> _REQUIREMENT_:
Word for word, retype every entry in the listing.

* * * * * * * * *

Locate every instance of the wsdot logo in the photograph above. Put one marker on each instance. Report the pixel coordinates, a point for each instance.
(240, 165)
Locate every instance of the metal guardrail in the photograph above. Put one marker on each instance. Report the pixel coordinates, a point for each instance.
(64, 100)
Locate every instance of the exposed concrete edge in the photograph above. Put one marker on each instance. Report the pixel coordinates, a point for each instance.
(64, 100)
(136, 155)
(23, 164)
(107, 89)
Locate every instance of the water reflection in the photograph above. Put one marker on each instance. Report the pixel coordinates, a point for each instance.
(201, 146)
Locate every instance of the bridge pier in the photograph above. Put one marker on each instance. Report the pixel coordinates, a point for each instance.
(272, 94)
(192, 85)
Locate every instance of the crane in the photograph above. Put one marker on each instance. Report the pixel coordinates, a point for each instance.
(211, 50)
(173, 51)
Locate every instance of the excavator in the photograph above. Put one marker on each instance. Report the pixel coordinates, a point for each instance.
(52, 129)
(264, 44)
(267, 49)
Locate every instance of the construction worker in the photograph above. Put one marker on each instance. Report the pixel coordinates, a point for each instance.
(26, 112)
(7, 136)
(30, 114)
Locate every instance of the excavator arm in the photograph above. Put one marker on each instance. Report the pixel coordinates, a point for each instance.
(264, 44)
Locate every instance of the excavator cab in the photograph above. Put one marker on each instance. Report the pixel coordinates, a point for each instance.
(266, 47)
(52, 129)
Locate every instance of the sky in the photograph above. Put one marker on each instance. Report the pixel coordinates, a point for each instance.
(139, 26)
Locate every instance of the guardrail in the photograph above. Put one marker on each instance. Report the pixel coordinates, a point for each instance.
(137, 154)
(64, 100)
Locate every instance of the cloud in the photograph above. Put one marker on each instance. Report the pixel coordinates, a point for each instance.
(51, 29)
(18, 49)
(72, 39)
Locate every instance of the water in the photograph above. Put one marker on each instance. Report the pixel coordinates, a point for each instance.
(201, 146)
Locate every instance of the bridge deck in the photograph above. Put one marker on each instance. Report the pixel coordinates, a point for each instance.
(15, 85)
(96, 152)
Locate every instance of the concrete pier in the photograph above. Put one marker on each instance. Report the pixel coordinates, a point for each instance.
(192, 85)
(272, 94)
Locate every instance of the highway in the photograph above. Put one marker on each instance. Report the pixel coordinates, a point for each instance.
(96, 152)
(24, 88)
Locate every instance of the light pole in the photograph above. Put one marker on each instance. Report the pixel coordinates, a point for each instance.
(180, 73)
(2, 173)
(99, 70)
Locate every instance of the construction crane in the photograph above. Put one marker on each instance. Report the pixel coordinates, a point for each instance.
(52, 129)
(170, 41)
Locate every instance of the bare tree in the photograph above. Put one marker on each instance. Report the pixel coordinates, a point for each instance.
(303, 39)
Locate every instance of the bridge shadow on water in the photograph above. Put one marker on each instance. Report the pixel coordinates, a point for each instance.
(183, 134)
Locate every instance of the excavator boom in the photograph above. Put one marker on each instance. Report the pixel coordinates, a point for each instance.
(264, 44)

* * * * * * * * *

> _CORRECT ANSWER_:
Locate every instance of the wsdot logo in the photograph above. Put one marker on each instance. Report the pixel coordinates, a point for each instance.
(240, 165)
Locate every instance of the metal guardrail in the photograph above. Put one marker on each instance. Report the pixel coordinates, a point for each instance.
(64, 100)
Locate every instance of the exposed concrete edge in the photograph above. Put one marker on each instance. Report the pixel coordinates, a point for each instance.
(64, 100)
(136, 155)
(23, 164)
(107, 89)
Locate every instance of the water reflection in the photograph above. Put one marker on each instance. Report the pixel coordinates, a point for each instance.
(201, 146)
Locate every instance of the bridge pier in the photograph above. Put one marker on each instance. Report the pixel coordinates, a point for each instance.
(272, 94)
(192, 85)
Locate every instance of the crane in the photograph above. Put one marker on each instance. Report the pixel coordinates, a point for each instance.
(211, 50)
(173, 51)
Locate every instance of the excavator in the photograph above. Put one marker on each instance. Report the pixel coordinates, a point for each instance.
(52, 129)
(264, 44)
(267, 49)
Locate every instance of the construction worker in the photograph above. Put one marker on each instance. Report the pixel coordinates, a point for each instance.
(26, 112)
(7, 136)
(30, 114)
Locate every instance of the excavator arm in the photograph above. Put one marker on each instance. Report the pixel coordinates, a point for each instance.
(264, 44)
Locate every instance of the excavator cab in the photograph above. Put one marker on each instance. Report the pixel coordinates, a point for each instance.
(266, 47)
(52, 129)
Locate every instance of the sky in the photograph above. Put one marker on each instance. Report the pixel coordinates, a point for each instance.
(139, 26)
Locate every instance of the guardrail in the photograph above. Put one marker on each instance. Report the pixel coordinates, a point for each instance.
(137, 154)
(64, 100)
Locate every instance of the cloud in the photograph above. Put one marker on each instance. Report the pixel coordinates, a point for each instance.
(51, 29)
(18, 49)
(72, 39)
Locate every instance of the water in the photograph above. Put one marker on each instance. Report the pixel coordinates, a point for each instance.
(201, 146)
Locate every instance of the bridge deck in the photograph above. Put one marker on each instance. Report the pixel coordinates, a point for each instance.
(15, 85)
(96, 152)
Locate every instance of the concrete pier in the photograph above. Put one marker on each instance. Report the pixel coordinates, a point for each instance.
(192, 85)
(272, 94)
Locate every instance of the highway in the photograph above. Put one marker on each instance. Report the pixel coordinates, a point for each instance.
(96, 152)
(24, 88)
Locate every instance of the light pole in the photograph above. Put one marker on each instance. Report the pixel coordinates, a point for each instance.
(180, 73)
(2, 173)
(99, 70)
Locate every instance of the construction crane in the photograph above. Put one marker on each instance. Report the pixel coordinates, a point for each instance.
(52, 129)
(170, 41)
Locate every instance of the bare tree in the photograph above. Put one marker on each instance. Report the pixel coordinates, a point for each instance.
(303, 39)
Locate every instance of the bridge shadow on water in the photograph above. Put one marker on each instance. Report the pixel coordinates, a point for each instance.
(183, 134)
Locate every instance of the excavator boom in the photograph above. Put one marker on each instance. Report the pixel coordinates, a point for each instance.
(264, 44)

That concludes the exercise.